The trip itself was filled with innumerable lessons and awe-inspiring moments. Aside from the intense and deeply personal spiritual realizations during the trip, some of my favorite moments were: at the Ka’abah seeing birds circling above in the same formation as millions of people performed Tawaf (NatGeo worthy), seeing someone listening to the recitation of the Qur’an on their Beats By Dre headphones in a mosque in Medina, and seeing an older gentleman reading a tattered Qur’an commiserating with a younger pilgrim who was scrolling through the same verses on his iPad –diversity on all fronts.

My attempt to sum up the experience is to call it a lesson in religious practicality. At every juncture of the trip I was pushed further out of my comfort zone – be it through a change in city, people, or environment – all while trying to fulfill the primary requirement of Hajj – to maintain patience. This was as true and practical a test as I’ve encountered. It paralleled life. For me, the constant change led to a deeper understanding of my own beliefs. Simply put, I noticed that what I identified as familiar shifted. I experienced this sitting next to an Iraqi woman outside the mosque in Medina. Neither of us spoke each other’s languages. But she said to me, “Sunni or Shi’a?” I said, “Sunni.” She pointed to herself and said, “Shi’a,” then smiled with a minor head tilt (the one your aunt does when she has someone to introduce you to) and said “Here, same!” I could not have said it better myself. We were all there taking a hiatus from our daily lives for a simple purpose – to pray and reflect. It was irrelevant that we prayed and reflected in different ways; it was the fact that we were doing it with similar intentions that mattered. This deep commonality outweighed any surface differences. That was my Malcolm X moment.

Back in New York, I’ve applied this religious practicality by maintaining composure during rush hour on the subway, and opening up to Hipsters. Just kidding, still closed off to Hipsters. Although I love yoga. But I still smile! In truth, I feel liberated in the concrete jungle knowing that embracing and respecting diversity in beliefs and lifestyles is not in any way inconsistent with my own. In fact, that deep respect and embrace is an expression of it, at its core.

Sam: My Asian American Theological Crisis (“TC”)

----

● **INSTRUCTION A**: According to the Hajj reflection, what is the primary requirement of Hajj?
● **INSTRUCTION B**: Quote word for word the section of the Hajj reflection that opens with the words containing "Back in New" and closes with "at its core.".

● **DATA LINES**:

----

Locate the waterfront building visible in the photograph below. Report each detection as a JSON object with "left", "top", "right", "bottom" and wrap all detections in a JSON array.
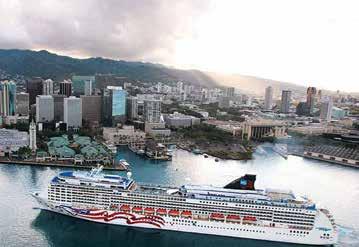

----

● **CORRECT RESULT A**: To maintain patience.

● **CORRECT RESULT B**:
Back in New York, I’ve applied this religious practicality by maintaining composure during rush hour on the subway, and opening up to Hipsters. Just kidding, still closed off to Hipsters. Although I love yoga. But I still smile! In truth, I feel liberated in the concrete jungle knowing that embracing and respecting diversity in beliefs and lifestyles is not in any way inconsistent with my own. In fact, that deep respect and embrace is an expression of it, at its core.